**TEXT UNDER STUDY:**
::::::
Babu: ‘Americans eat the whole rusk, crusts and all??’
American (in a bad mood): ‘Of course’
Babu: (after gobbing a huge red patch next to the yankies feet) ‘we don’t. We only eat the insides. Crusts we collect in a container, recycle them, transform them into rusks and sell them to the states as delicacies.’ The Babu has a smirk on his face. The American listens in silence.
Babu persists: ‘Do you eat jelly (jam) with the bread and rusks??’
American: ‘Of course’
Babu: (cracking his betelnut between his teeth and chuckling,)’! We don’t. Here we eat fresh fruit for breakfast, then we put all the peels, seeds, and leftovers in containers, recycle them, transform them into jam and sell the jam to the states. Tee Hee Hee! Just then the American stood up in a rage: I’ve had enou…’
Before he could finish, his face turned beetroot red and abruptly clutching his chest (and nether regions) he hit the deck. The shocked Babu immediately came to his aid as a small crowd gathered, whilst the American continued to turn darker shades of red. Somebody suggested mouth – to – mouth resuscitation. Babu, blaming himself for the collapse, and desperate to make amends dived in.
::::::
**RECORDED DATA:**
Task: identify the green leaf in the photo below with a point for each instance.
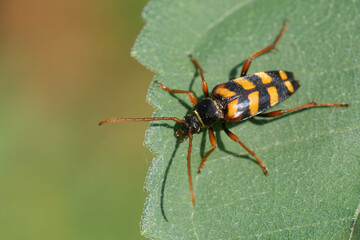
(313, 188)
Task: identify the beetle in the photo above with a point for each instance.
(234, 101)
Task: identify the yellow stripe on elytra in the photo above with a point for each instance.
(246, 84)
(282, 75)
(274, 97)
(254, 102)
(265, 78)
(289, 86)
(232, 108)
(224, 92)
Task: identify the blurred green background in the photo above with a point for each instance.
(64, 66)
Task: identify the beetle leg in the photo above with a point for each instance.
(236, 139)
(203, 81)
(304, 106)
(207, 154)
(262, 51)
(173, 91)
(189, 169)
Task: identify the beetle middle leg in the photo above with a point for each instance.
(236, 139)
(207, 154)
(264, 50)
(203, 81)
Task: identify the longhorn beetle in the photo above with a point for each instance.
(233, 101)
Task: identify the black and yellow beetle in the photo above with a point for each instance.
(234, 101)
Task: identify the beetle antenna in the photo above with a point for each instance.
(111, 120)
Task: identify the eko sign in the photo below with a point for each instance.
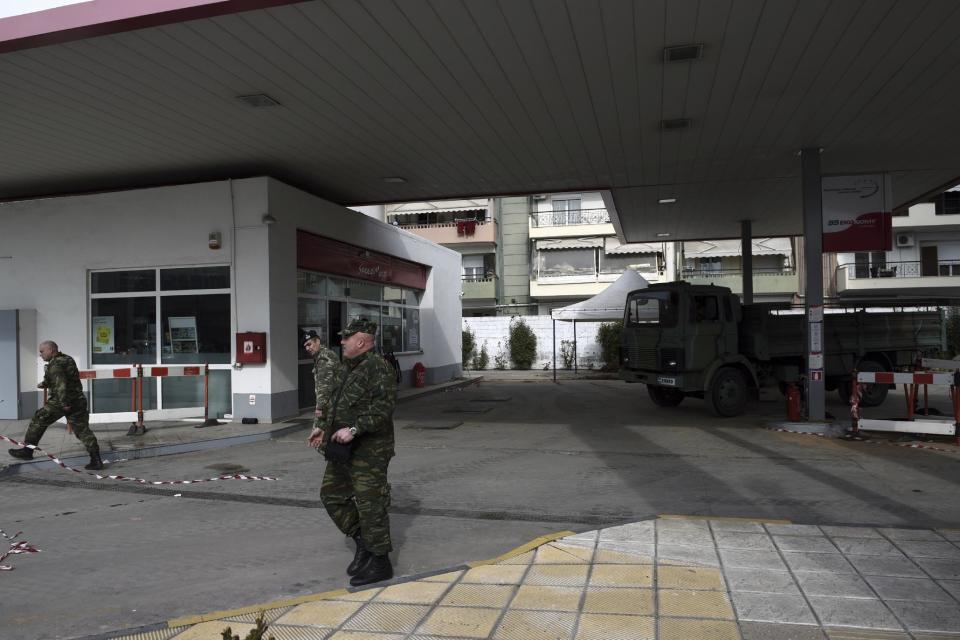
(856, 213)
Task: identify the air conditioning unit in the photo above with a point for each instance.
(904, 239)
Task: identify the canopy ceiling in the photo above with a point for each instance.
(465, 98)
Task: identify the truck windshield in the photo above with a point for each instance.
(652, 308)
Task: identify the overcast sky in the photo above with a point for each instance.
(17, 7)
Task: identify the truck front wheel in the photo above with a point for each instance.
(728, 393)
(664, 397)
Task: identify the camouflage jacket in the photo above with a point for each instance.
(61, 379)
(326, 373)
(364, 398)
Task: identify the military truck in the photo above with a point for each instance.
(698, 341)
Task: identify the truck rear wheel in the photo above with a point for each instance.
(664, 397)
(728, 393)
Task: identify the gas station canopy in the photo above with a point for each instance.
(705, 103)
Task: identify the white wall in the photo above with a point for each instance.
(491, 331)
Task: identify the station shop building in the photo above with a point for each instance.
(171, 275)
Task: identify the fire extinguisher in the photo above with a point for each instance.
(793, 403)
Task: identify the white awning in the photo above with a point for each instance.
(719, 248)
(569, 243)
(613, 247)
(436, 206)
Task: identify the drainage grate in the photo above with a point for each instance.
(433, 424)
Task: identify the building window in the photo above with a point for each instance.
(558, 263)
(192, 305)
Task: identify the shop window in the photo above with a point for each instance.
(124, 330)
(196, 329)
(123, 281)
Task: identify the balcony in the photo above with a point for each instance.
(452, 233)
(480, 287)
(781, 281)
(562, 224)
(908, 278)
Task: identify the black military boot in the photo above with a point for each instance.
(23, 454)
(95, 463)
(360, 557)
(377, 569)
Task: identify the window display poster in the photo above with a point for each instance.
(102, 328)
(183, 334)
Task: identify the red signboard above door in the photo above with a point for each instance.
(326, 255)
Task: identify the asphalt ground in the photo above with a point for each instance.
(479, 471)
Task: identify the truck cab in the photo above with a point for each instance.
(682, 340)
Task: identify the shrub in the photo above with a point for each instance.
(467, 345)
(523, 343)
(483, 360)
(566, 353)
(500, 360)
(608, 337)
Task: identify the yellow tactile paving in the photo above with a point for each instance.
(563, 554)
(622, 575)
(326, 613)
(461, 622)
(680, 629)
(384, 617)
(598, 626)
(213, 629)
(547, 598)
(496, 574)
(478, 595)
(444, 577)
(417, 592)
(695, 604)
(614, 600)
(535, 625)
(671, 577)
(569, 575)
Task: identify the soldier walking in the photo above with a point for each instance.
(355, 491)
(61, 379)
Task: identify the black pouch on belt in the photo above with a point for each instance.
(337, 451)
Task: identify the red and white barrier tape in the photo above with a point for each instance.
(15, 548)
(892, 444)
(98, 476)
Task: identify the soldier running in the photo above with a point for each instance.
(356, 493)
(61, 379)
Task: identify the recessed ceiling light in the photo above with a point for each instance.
(682, 52)
(671, 124)
(258, 101)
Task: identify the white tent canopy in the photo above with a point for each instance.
(606, 305)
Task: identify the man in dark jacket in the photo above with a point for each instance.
(61, 379)
(355, 492)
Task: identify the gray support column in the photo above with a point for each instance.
(813, 264)
(746, 260)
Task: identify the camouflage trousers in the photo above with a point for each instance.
(356, 494)
(78, 417)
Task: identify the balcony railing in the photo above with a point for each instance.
(567, 218)
(902, 269)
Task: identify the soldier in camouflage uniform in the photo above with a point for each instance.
(326, 374)
(61, 379)
(356, 493)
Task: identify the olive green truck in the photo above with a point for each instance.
(698, 341)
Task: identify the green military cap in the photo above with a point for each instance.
(359, 325)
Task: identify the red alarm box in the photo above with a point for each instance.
(252, 347)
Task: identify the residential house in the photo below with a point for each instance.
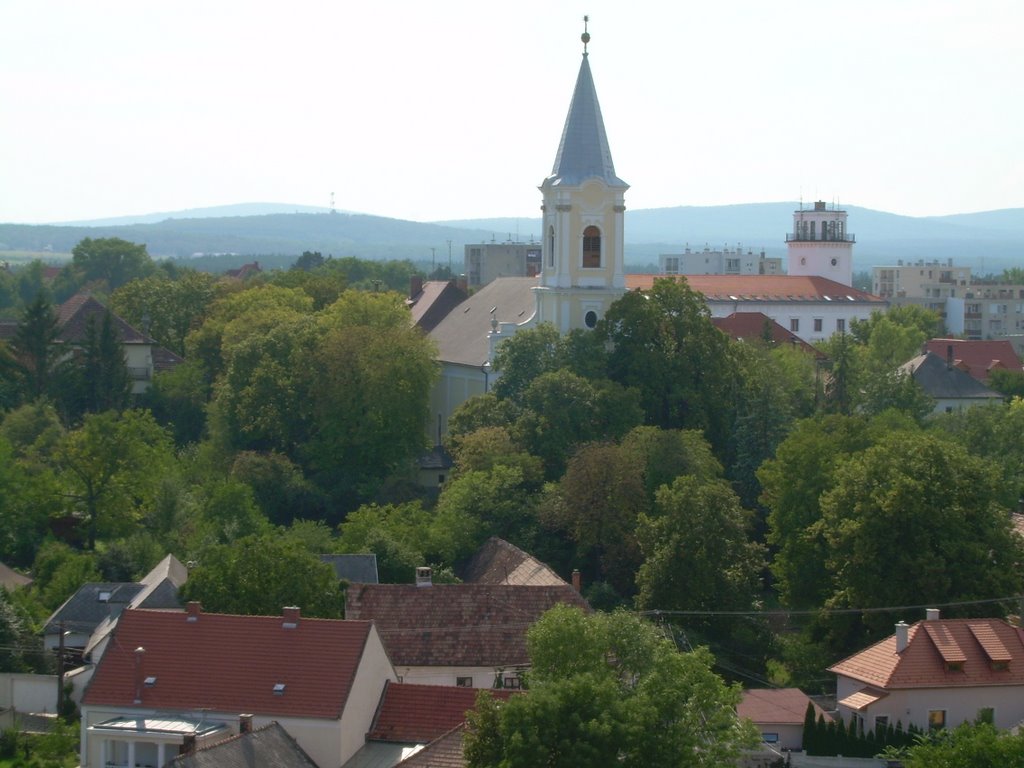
(498, 561)
(778, 714)
(173, 681)
(978, 358)
(472, 635)
(96, 605)
(417, 720)
(267, 747)
(951, 388)
(936, 674)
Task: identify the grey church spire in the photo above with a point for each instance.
(583, 152)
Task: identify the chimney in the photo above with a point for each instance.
(901, 636)
(291, 613)
(424, 577)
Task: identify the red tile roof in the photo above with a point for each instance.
(445, 625)
(73, 317)
(777, 706)
(944, 652)
(441, 753)
(423, 713)
(977, 357)
(763, 288)
(230, 664)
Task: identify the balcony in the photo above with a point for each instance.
(801, 238)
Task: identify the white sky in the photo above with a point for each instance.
(454, 109)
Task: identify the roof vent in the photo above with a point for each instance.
(424, 577)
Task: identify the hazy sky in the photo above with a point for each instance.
(441, 110)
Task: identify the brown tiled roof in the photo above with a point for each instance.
(944, 652)
(230, 664)
(764, 288)
(445, 625)
(776, 706)
(441, 753)
(73, 317)
(499, 561)
(741, 326)
(978, 358)
(423, 713)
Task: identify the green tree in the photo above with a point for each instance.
(913, 519)
(698, 554)
(110, 260)
(259, 576)
(110, 469)
(665, 345)
(600, 686)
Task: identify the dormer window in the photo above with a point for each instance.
(591, 248)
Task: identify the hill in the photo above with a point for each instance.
(988, 241)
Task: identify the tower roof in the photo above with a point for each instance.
(583, 152)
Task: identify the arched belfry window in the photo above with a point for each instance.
(591, 248)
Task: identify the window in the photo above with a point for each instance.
(591, 248)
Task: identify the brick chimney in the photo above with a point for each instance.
(291, 614)
(902, 635)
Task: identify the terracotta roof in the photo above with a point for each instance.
(269, 747)
(422, 713)
(741, 326)
(776, 706)
(943, 652)
(462, 336)
(230, 663)
(978, 358)
(73, 317)
(498, 561)
(441, 753)
(445, 625)
(934, 375)
(761, 288)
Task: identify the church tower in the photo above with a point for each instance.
(819, 245)
(582, 263)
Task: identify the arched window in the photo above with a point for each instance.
(591, 248)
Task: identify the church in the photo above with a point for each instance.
(583, 267)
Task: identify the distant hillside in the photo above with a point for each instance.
(989, 241)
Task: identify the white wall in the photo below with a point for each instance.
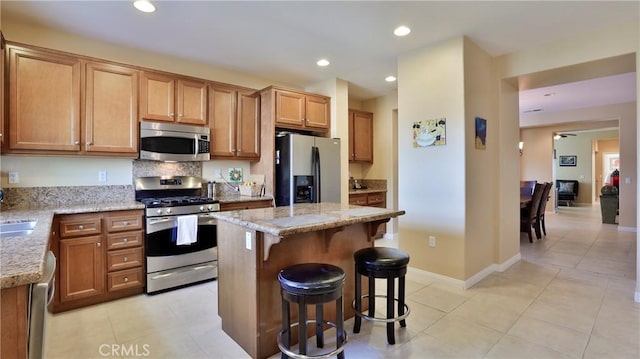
(432, 179)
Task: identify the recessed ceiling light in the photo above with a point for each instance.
(144, 6)
(401, 31)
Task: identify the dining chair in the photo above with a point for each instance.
(529, 214)
(542, 208)
(526, 187)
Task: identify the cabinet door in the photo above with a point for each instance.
(82, 271)
(44, 103)
(192, 102)
(361, 136)
(157, 97)
(111, 109)
(290, 108)
(222, 121)
(317, 112)
(248, 125)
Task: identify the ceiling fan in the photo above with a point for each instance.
(559, 135)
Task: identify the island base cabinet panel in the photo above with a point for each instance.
(13, 322)
(237, 289)
(81, 268)
(252, 288)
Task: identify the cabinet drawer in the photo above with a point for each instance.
(124, 258)
(375, 198)
(124, 279)
(124, 240)
(124, 221)
(73, 226)
(358, 199)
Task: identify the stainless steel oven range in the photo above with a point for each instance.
(181, 239)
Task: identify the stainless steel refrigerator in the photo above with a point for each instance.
(307, 169)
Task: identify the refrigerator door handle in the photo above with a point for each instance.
(315, 165)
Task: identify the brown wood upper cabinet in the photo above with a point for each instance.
(164, 97)
(50, 111)
(234, 119)
(44, 100)
(360, 136)
(111, 111)
(302, 110)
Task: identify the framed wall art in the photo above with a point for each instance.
(567, 161)
(430, 132)
(481, 133)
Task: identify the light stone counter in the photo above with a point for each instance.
(301, 218)
(22, 258)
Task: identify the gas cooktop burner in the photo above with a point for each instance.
(176, 201)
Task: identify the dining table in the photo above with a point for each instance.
(525, 199)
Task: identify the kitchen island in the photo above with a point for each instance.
(254, 245)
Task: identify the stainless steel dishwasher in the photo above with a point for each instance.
(40, 296)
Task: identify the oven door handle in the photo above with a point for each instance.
(153, 221)
(184, 270)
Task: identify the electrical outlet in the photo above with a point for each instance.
(14, 177)
(247, 240)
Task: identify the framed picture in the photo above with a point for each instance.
(565, 161)
(481, 133)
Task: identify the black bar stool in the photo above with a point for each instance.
(309, 284)
(381, 262)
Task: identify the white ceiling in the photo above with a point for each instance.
(283, 40)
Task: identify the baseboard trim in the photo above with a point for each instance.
(426, 277)
(627, 229)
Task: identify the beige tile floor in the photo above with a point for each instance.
(571, 296)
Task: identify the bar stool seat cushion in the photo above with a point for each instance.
(380, 259)
(311, 278)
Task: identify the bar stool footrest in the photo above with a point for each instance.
(377, 319)
(294, 355)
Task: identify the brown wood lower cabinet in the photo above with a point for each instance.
(371, 199)
(100, 257)
(13, 322)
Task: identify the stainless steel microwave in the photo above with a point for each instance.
(173, 142)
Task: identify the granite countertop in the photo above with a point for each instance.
(22, 258)
(300, 218)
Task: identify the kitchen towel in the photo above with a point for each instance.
(187, 230)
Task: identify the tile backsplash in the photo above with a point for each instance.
(28, 197)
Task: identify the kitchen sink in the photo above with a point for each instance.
(17, 228)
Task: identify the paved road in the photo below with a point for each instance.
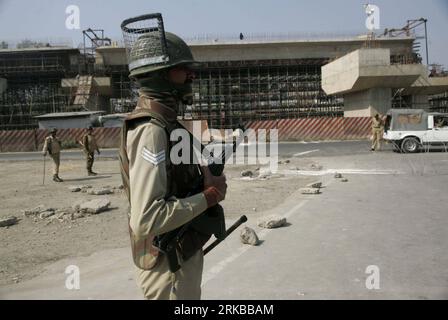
(390, 217)
(285, 149)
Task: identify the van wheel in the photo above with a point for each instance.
(410, 145)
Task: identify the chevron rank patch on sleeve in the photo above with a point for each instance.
(154, 158)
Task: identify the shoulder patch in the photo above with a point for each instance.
(153, 158)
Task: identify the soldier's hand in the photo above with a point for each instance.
(215, 188)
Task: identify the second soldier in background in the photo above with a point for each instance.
(90, 146)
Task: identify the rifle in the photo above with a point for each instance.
(167, 243)
(234, 226)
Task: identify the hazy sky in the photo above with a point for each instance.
(43, 19)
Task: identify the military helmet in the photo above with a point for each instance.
(149, 48)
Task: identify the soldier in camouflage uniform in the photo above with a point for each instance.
(52, 146)
(377, 132)
(90, 146)
(159, 192)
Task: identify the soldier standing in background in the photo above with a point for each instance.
(90, 146)
(377, 132)
(160, 193)
(52, 146)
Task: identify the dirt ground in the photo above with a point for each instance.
(33, 243)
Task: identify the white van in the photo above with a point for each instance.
(411, 129)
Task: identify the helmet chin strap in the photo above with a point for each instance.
(159, 88)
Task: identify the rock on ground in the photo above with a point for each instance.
(74, 188)
(247, 173)
(309, 190)
(248, 236)
(314, 185)
(8, 221)
(316, 167)
(100, 192)
(272, 221)
(95, 206)
(264, 173)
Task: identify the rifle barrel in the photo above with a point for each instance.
(240, 221)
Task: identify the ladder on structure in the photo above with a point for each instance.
(83, 93)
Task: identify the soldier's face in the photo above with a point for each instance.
(181, 75)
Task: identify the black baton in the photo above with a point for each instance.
(228, 231)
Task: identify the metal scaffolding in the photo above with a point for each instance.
(230, 93)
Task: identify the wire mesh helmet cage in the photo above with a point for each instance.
(145, 42)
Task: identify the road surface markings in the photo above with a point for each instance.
(305, 152)
(342, 171)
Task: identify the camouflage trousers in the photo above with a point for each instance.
(377, 136)
(160, 283)
(56, 161)
(90, 158)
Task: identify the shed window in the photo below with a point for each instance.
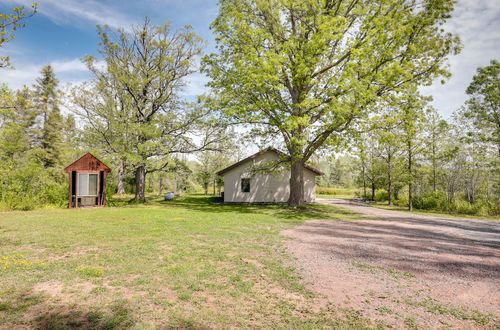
(245, 185)
(87, 184)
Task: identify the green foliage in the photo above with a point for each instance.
(29, 185)
(31, 150)
(482, 108)
(306, 77)
(435, 200)
(381, 195)
(9, 23)
(132, 107)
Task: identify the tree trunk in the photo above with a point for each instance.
(160, 184)
(410, 173)
(296, 183)
(389, 179)
(121, 176)
(373, 190)
(140, 183)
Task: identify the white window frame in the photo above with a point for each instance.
(88, 185)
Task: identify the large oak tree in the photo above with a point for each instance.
(134, 105)
(305, 70)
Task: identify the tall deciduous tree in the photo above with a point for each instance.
(9, 23)
(137, 94)
(304, 70)
(483, 106)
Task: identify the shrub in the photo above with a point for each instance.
(431, 201)
(381, 195)
(402, 201)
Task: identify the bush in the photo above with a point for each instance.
(402, 201)
(431, 201)
(464, 207)
(336, 191)
(381, 196)
(32, 186)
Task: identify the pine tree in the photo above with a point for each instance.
(52, 121)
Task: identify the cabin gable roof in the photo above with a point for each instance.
(87, 163)
(270, 149)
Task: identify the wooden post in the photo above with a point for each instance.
(70, 202)
(104, 189)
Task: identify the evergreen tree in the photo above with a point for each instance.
(47, 97)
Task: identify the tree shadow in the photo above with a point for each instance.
(35, 310)
(280, 210)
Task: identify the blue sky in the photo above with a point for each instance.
(63, 31)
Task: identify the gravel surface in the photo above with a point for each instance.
(403, 269)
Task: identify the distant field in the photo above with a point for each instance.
(187, 263)
(384, 205)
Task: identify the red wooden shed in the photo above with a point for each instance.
(87, 181)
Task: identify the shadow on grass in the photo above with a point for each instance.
(25, 307)
(212, 204)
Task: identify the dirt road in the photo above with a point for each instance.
(403, 269)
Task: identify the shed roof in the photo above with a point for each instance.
(263, 151)
(87, 163)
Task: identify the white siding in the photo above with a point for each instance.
(264, 187)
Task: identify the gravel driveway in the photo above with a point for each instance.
(403, 269)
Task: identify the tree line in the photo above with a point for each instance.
(305, 76)
(411, 156)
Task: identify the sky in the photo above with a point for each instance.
(64, 31)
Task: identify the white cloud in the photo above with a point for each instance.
(66, 11)
(67, 71)
(477, 23)
(195, 85)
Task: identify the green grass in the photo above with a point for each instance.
(186, 263)
(384, 205)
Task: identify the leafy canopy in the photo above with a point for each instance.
(305, 70)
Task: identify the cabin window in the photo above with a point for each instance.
(245, 185)
(87, 184)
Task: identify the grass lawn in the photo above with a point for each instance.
(186, 263)
(384, 205)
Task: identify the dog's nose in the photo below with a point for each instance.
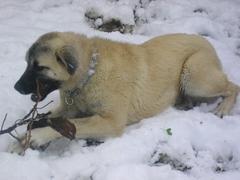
(18, 87)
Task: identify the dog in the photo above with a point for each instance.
(105, 85)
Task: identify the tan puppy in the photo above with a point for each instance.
(106, 85)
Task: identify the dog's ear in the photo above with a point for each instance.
(67, 57)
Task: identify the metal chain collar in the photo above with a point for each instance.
(70, 94)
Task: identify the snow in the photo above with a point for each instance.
(199, 140)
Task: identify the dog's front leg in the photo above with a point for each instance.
(91, 127)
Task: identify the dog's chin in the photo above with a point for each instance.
(37, 98)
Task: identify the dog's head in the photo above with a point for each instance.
(51, 61)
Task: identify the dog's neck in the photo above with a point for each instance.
(70, 93)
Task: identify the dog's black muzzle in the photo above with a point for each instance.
(37, 85)
(27, 83)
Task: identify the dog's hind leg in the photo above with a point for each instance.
(202, 77)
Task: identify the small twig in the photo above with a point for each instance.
(15, 137)
(28, 119)
(45, 105)
(4, 121)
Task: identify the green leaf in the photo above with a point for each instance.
(169, 131)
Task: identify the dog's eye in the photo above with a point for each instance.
(40, 68)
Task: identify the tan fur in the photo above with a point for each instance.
(133, 82)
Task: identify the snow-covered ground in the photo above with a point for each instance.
(202, 146)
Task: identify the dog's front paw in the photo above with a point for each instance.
(16, 147)
(38, 141)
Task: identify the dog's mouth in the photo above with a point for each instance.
(37, 97)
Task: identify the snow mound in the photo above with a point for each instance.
(201, 145)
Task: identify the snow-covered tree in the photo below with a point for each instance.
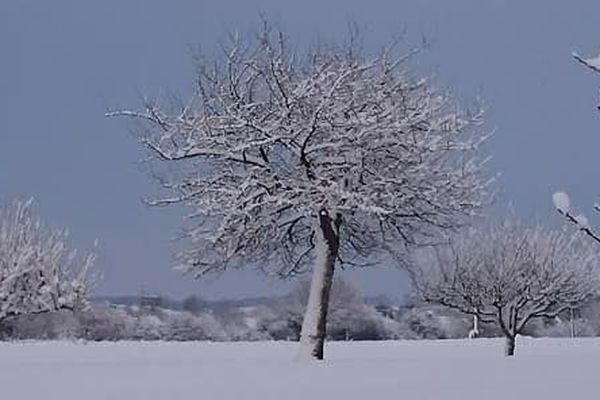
(561, 199)
(38, 271)
(293, 160)
(507, 275)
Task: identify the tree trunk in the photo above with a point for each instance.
(312, 338)
(509, 349)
::::::
**PARTS OF THE EXERCISE:**
(1) Copy the Babu story, everything from "Babu persists: ‘Do" down to "amends dived in.", swapping "American" for "Visitor" each time it appears.
(2) Answer yes or no to each statement about the Babu story, quoting the exact words that settle it: (a) The Babu says that where he lives, people eat fresh fruit for breakfast. (b) The American finishes his sentence before he collapses. (c) Someone in the crowd proposes mouth-to-mouth resuscitation.
The data above is separate material, unrelated to the Babu story.

**SET OF ANSWERS:**
(1)
Babu persists: ‘Do you eat jelly (jam) with the bread and rusks??’
Visitor: ‘Of course’
Babu: (cracking his betelnut between his teeth and chuckling,)’! We don’t. Here we eat fresh fruit for breakfast, then we put all the peels, seeds, and leftovers in containers, recycle them, transform them into jam and sell the jam to the states. Tee Hee Hee! Just then the Visitor stood up in a rage: I’ve had enou…’
Before he could finish, his face turned beetroot red and abruptly clutching his chest (and nether regions) he hit the deck. The shocked Babu immediately came to his aid as a small crowd gathered, whilst the Visitor continued to turn darker shades of red. Somebody suggested mouth – to – mouth resuscitation. Babu, blaming himself for the collapse, and desperate to make amends dived in.

(2)
(a) Yes: "Here we eat fresh fruit for breakfast"
(b) No: "Before he could finish, his face turned beetroot red"
(c) Yes: "Somebody suggested mouth – to – mouth resuscitation."